#### [ASSIGNED TASK 1]
Write out the passage on early spring in the parks from "Another yellow, early" up to and including "more disease-resistance species.".
#### [ASSIGNED TASK 2]
Using the passage on early spring in the parks, answer the following:
(a) From where did the writer walk into the Ravine?
(b) Where in Prospect Park are there several Common Witch-Hazel shrubs?
(c) What destroyed millions of native elms early in the last century?
#### [ASSIGNED TASK 3]
State whether each statement agrees with the passage on early spring in the parks, answering yes or no and quoting the words that decide it.
(a) The bed of Winter Aconite is on the south slope of the Ravine.
(b) The witch-hazel shrubs near the Picnic House are now in full bloom.
(c) The writer is certain that the elms are American Elms.

#### [TEXT SEGMENT]
-----

Calm winds, bright sunshine and above freezing temperatures have begun thawing the city. By Sunday all traces of snow and ice could vanish from the parks. Today I noticed some signs of spring sprouting from trees and peaking up through the forest floor.

I took a late afternoon walk into Prospect Park to look for a patch of Winter Aconite in the Ravine. There's a small bed of these tiny Eurasian buttercups on the north slope that leads down to the water. It is the only place that I've found them in the park and, as of last weekend, they hadn't appeared. I walked into the Ravine from Rocky Pass and, even before I arrived at the Rock Arch Bridge, I could see up ahead the golden yellow blossoms glowing in the late day sun.

Another yellow, early flowering plant is the Common Witch-Hazel. As early as two weeks ago, I saw some blooming in the Brooklyn Botanic Garden. There are several shrubs at the south and west side of Prospect Park's Picnic House. Those are now in full bloom. The next "yellow" that will adorn our gradually waking parks is the Cornelian Cherry. We could even see them by next week.

Nearly all the elm trees now have millions of alternating rows of reddish buds. They seem to have appeared virtually overnight. I'm not certain if the elms are American Elms, european species or hybrids. Besides the fact that I can't tell the buds apart, early in the last century millions of native elms were destroyed by Dutch Elm Disease. I believe that many were replaced with more disease-resistance species.

-----

#### [DATA SECTION]
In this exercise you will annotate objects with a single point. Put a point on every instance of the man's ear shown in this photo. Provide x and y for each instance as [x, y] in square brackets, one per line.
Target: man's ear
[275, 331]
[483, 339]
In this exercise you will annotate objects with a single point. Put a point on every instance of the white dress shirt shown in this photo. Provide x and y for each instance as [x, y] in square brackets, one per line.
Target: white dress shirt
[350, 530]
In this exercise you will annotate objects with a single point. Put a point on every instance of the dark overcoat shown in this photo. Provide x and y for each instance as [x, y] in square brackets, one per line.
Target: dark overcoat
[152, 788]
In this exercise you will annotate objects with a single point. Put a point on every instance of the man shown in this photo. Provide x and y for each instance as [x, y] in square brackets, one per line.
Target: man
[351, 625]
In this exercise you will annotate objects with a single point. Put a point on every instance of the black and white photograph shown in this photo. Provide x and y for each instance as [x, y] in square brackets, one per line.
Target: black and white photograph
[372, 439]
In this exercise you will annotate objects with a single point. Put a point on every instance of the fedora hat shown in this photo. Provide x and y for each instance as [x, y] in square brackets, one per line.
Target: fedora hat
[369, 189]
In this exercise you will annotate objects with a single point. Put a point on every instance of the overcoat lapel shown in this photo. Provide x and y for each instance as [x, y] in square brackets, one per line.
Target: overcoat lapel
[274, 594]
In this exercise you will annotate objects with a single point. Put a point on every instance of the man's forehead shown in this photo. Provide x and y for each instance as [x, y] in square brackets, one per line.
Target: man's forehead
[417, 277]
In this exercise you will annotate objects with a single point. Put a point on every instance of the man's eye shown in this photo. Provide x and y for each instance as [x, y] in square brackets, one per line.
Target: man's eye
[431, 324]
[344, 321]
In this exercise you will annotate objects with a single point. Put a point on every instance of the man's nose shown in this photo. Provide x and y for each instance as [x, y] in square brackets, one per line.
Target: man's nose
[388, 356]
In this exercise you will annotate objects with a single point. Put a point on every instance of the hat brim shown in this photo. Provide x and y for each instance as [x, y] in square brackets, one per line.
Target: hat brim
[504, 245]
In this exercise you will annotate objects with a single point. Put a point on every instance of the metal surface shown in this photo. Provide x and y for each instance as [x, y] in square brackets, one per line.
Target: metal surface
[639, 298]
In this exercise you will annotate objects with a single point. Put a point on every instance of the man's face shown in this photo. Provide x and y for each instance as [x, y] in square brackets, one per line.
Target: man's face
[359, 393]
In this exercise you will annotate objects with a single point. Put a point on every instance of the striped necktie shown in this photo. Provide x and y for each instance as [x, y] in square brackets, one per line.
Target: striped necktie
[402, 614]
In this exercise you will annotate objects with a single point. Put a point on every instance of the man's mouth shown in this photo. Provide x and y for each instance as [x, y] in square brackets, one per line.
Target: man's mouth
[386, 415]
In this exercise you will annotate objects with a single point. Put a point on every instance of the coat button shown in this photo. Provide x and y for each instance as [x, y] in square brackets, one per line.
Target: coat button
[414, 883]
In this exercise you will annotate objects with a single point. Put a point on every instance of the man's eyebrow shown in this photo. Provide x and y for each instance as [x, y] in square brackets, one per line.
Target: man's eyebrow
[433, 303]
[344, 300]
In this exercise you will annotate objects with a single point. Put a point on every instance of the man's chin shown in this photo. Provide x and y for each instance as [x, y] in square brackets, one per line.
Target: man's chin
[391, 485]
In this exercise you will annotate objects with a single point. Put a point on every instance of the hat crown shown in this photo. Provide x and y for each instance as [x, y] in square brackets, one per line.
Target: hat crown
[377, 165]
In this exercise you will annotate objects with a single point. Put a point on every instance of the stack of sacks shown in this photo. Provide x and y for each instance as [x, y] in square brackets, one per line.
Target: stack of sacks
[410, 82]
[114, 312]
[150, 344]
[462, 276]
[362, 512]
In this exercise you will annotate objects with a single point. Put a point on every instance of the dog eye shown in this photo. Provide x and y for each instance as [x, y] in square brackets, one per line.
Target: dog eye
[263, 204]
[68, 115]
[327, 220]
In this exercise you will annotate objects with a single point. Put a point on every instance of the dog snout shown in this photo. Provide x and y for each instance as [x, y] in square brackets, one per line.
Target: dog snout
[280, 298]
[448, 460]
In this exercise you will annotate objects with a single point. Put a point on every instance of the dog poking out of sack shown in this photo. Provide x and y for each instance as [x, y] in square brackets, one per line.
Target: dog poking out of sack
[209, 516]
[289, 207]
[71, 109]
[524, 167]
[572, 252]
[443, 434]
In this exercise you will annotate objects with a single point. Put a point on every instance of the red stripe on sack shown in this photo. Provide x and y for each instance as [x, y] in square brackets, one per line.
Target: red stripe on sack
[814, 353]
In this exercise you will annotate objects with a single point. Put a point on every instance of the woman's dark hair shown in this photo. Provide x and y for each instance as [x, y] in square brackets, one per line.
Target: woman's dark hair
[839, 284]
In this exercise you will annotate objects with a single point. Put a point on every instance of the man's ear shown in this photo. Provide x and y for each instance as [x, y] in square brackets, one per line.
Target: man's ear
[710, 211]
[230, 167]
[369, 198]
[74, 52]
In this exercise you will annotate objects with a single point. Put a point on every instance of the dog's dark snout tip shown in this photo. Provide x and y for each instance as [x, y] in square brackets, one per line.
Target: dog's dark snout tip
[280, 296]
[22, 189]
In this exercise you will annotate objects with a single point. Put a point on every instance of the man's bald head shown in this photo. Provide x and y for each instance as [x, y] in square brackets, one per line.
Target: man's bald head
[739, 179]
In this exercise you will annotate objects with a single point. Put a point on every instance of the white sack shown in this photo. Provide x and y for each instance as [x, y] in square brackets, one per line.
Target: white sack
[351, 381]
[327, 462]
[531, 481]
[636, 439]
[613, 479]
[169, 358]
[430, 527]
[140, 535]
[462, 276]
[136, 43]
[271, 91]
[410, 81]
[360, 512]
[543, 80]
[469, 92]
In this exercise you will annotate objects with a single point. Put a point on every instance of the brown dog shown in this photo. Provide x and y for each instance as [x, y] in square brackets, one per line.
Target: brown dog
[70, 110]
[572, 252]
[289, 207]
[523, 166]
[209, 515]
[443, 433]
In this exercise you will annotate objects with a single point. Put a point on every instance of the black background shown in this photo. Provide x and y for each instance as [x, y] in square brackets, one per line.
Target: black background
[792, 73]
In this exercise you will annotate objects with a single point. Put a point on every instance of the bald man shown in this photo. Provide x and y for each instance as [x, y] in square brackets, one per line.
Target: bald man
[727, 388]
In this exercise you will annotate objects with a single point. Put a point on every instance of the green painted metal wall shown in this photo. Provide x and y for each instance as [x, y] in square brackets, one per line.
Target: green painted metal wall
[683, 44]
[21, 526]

-----

#### [SOLUTION 1]
Another yellow, early flowering plant is the Common Witch-Hazel. As early as two weeks ago, I saw some blooming in the Brooklyn Botanic Garden. There are several shrubs at the south and west side of Prospect Park's Picnic House. Those are now in full bloom. The next "yellow" that will adorn our gradually waking parks is the Cornelian Cherry. We could even see them by next week.

Nearly all the elm trees now have millions of alternating rows of reddish buds. They seem to have appeared virtually overnight. I'm not certain if the elms are American Elms, european species or hybrids. Besides the fact that I can't tell the buds apart, early in the last century millions of native elms were destroyed by Dutch Elm Disease. I believe that many were replaced with more disease-resistance species.

#### [SOLUTION 2]
(a) Rocky Pass.
(b) At the south and west side of Prospect Park's Picnic House.
(c) Dutch Elm Disease.

#### [SOLUTION 3]
(a) No: "There's a small bed of these tiny Eurasian buttercups on the north slope that leads down to the water."
(b) Yes: "Those are now in full bloom."
(c) No: "I'm not certain if the elms are American Elms, european species or hybrids."